- [Recorded data]
--*--

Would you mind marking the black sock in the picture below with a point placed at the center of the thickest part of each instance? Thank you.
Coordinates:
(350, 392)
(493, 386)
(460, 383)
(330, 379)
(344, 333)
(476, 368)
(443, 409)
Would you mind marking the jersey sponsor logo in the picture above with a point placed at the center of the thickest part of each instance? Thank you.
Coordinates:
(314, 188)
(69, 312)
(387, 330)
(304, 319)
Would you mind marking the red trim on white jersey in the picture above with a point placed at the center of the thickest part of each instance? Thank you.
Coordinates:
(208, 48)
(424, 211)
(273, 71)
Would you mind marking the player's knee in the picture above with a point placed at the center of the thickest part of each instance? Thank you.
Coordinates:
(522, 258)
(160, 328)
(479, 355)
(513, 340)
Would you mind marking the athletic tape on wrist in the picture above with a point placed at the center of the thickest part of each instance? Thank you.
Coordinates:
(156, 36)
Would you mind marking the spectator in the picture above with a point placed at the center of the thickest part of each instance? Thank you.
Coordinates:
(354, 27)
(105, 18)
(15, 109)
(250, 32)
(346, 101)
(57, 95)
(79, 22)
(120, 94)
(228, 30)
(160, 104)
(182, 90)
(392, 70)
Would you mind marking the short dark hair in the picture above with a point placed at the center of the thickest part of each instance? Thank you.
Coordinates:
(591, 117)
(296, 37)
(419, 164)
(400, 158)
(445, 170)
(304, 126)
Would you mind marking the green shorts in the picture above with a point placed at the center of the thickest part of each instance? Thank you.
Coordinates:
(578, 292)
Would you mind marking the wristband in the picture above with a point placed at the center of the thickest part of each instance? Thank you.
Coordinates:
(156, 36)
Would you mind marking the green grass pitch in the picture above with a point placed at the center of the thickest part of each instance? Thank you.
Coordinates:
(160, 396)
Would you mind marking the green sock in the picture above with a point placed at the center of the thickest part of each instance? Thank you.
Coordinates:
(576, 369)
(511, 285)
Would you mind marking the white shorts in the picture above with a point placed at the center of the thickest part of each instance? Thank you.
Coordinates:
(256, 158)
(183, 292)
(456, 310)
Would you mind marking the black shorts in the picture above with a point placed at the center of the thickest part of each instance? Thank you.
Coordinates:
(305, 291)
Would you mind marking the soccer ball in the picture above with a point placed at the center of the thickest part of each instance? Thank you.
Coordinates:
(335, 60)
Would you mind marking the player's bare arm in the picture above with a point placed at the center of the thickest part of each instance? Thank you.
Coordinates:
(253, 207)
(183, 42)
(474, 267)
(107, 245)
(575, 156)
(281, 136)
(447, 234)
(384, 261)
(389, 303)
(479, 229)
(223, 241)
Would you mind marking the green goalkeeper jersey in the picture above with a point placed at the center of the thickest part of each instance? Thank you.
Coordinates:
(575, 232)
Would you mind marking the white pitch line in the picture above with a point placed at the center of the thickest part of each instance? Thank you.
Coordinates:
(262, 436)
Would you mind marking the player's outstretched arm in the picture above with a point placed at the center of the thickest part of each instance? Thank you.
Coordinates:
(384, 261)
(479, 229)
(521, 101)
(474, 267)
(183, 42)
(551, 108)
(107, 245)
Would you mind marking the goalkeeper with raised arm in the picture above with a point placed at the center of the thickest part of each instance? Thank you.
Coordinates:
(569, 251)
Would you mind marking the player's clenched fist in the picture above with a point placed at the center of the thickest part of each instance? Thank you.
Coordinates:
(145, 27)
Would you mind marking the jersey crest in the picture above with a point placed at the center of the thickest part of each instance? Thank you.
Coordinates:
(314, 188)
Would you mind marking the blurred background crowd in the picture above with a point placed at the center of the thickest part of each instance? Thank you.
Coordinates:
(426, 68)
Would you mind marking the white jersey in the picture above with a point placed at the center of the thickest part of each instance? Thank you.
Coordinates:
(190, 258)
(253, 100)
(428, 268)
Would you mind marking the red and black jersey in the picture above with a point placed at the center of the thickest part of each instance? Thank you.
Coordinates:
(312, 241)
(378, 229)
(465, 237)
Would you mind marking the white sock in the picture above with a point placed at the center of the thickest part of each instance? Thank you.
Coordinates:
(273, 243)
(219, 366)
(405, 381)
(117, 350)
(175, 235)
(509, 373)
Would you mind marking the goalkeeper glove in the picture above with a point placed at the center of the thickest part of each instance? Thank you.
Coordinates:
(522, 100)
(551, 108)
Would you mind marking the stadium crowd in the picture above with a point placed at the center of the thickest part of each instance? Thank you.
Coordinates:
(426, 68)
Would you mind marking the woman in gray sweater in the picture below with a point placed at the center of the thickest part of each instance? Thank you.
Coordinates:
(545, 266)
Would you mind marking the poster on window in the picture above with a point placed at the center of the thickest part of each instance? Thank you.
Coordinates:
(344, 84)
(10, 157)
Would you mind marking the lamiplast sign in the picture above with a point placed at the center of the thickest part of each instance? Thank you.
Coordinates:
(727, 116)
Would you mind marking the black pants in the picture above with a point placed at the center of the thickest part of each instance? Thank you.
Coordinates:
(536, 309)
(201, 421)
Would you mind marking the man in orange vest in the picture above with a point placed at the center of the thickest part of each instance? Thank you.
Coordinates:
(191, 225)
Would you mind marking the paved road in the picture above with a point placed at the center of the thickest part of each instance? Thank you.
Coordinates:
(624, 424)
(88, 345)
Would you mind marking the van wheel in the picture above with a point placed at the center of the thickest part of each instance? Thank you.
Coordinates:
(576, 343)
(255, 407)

--*--

- [What the task requires]
Every record shown above must be echoed exactly.

- [Output of the task]
Would you mind marking the black sock in the picture below with a point placed at the center of the thickest part of each instance? Thank you.
Coordinates:
(350, 392)
(493, 386)
(460, 383)
(330, 379)
(344, 333)
(476, 368)
(443, 409)
Would you mind marking the jersey sponsor logo in the picture above with a point placed at the center of the thickest part of each instance? Thank you.
Coordinates:
(314, 188)
(69, 312)
(387, 330)
(304, 319)
Would you mind marking the red trim on white jersey in the picture above with a point placed at the center of the thickest part of each instance? Thank you.
Coordinates:
(208, 48)
(424, 211)
(273, 71)
Would you mind marking the player's knee in the picture above with a point placed at the center of the thickest part of each instance? Thank you.
Coordinates:
(522, 258)
(160, 328)
(479, 355)
(513, 340)
Would you mind marking the athletic tape on wrist in the picture above with a point placed at the center of the thickest part of each instance? Thank you.
Coordinates:
(156, 36)
Would you mind marking the spectator in the picture above with a point placed at the center of the thickest part of each instance? Thank you.
Coordinates:
(354, 27)
(105, 18)
(15, 109)
(250, 32)
(346, 101)
(57, 95)
(79, 22)
(120, 94)
(228, 30)
(160, 104)
(182, 90)
(392, 70)
Would you mind marking the short dark hair in the picture above with a point placed at the center of the thickest part of each instance? Thank you.
Coordinates:
(591, 117)
(296, 37)
(419, 164)
(400, 158)
(445, 170)
(304, 126)
Would you mind marking the green shorts in the picture above with a point placed at the center of the thickest part of each instance? Thank you.
Coordinates:
(578, 292)
Would you mind marking the wristband in the picture above with a point placed at the center of the thickest part of each instance? Thank you.
Coordinates:
(156, 36)
Would you mind marking the green grass pitch in the picture above with a point placed at the center of the thickest part of each instance? Thank you.
Coordinates:
(160, 396)
Would you mind marking the green sock in the picture above with a point placed at the center of the thickest part of each instance? Thank you.
Coordinates:
(576, 369)
(511, 285)
Would you mind marking the white shorts in the picture above with a point placed at the center of the thickest part of each instance? Thank you.
Coordinates:
(256, 158)
(183, 292)
(456, 310)
Would you mind marking the black shorts in the picture above with a point placed at the center of the thickest part of each instance? Thank you.
Coordinates:
(305, 291)
Would you mind marking the soccer ball in the picture above with a point placed at the center of the thickest part of each instance? Thank you.
Coordinates:
(335, 60)
Would you mind marking the player's bare arm in the picture above with a point placed at the center of the thickest part of each instance? Thank you.
Coordinates:
(253, 207)
(183, 42)
(474, 267)
(107, 245)
(575, 156)
(281, 136)
(447, 234)
(384, 261)
(389, 303)
(479, 229)
(223, 241)
Would you mind marking the green goalkeeper jersey in the picture above with a point placed at the center of the thickest part of each instance? Thank you.
Coordinates:
(575, 232)
Would you mind marking the white pitch line in the picture above with a point placed at the center of the thickest part of each instance? Thank you.
Coordinates:
(262, 436)
Would you mind marking the player's outstretched arm in the picture above with a point placed at the center of the thickest part of each instance? Thank you.
Coordinates:
(384, 261)
(479, 229)
(521, 101)
(474, 267)
(183, 42)
(551, 108)
(107, 245)
Would you mind marking the goalkeeper with raised arm in the picture above with a point placed at the center of the thickest part of each instance? Thank you.
Coordinates:
(569, 251)
Would you mind marking the player's clenched fist in the picture above with a point placed at the center of the thickest part of each instance? Thank you.
Coordinates:
(145, 27)
Would you mind marking the jersey crest in the picture above with a point placed at the center of the thickest part of each instance? Thank you.
Coordinates:
(314, 188)
Would you mind marking the blurred background crowd in the picture above with a point placed at the center of the thickest part of each instance? Thank you.
Coordinates:
(426, 68)
Would you mind marking the white jersey in the picture above with a point placed at the center of the thickest part of each instance? Thank you.
Coordinates:
(190, 258)
(253, 100)
(428, 268)
Would you mind marking the red and black jersey in the picture above with a point placed at the center of the thickest part of each instance? Thank you.
Coordinates:
(312, 241)
(378, 229)
(465, 237)
Would you mind marking the white sock in the picture above with a point placed at the center of the thickest part of each instance? Thank you.
Coordinates:
(273, 243)
(219, 366)
(405, 381)
(117, 350)
(175, 235)
(509, 373)
Would you mind marking the goalkeeper glove in the picture above with a point placed at the center of the thickest part of each instance? Thank you.
Coordinates:
(522, 100)
(551, 108)
Would you mind marking the stadium crowd in the picture above with a point placed at the center of the thickest part of each instance? Thank you.
Coordinates:
(426, 68)
Would you mind marking the woman in gray sweater in the picture below with a point placed at the center of the thickest part of each instance? Thank you.
Coordinates:
(545, 266)
Would you mind marking the poster on window in the picture above with a point placed at the center of the thickest part of each instance? Thank you.
Coordinates:
(344, 84)
(10, 157)
Would you mind marking the lamiplast sign in the picture above with a point placed at the center of the thickest part of each instance? Thank you.
Coordinates:
(727, 116)
Would you mind marking the black pants in the picture above with a point placed at the center of the thickest part of each instance? Thank you.
Coordinates:
(536, 309)
(201, 421)
Would you mind marking the man in orange vest in the picture above with a point placed at the center of the thickest part of each instance? Thank you.
Coordinates:
(191, 225)
Would you mind marking the paved road in the picture above with a point placed at the center of the thickest part of each instance? Thank you.
Coordinates:
(624, 424)
(88, 345)
Would you mind marking the van wheel in the picture above with a point placed at the center of the thickest part of each instance? Thank you.
Coordinates:
(576, 343)
(255, 407)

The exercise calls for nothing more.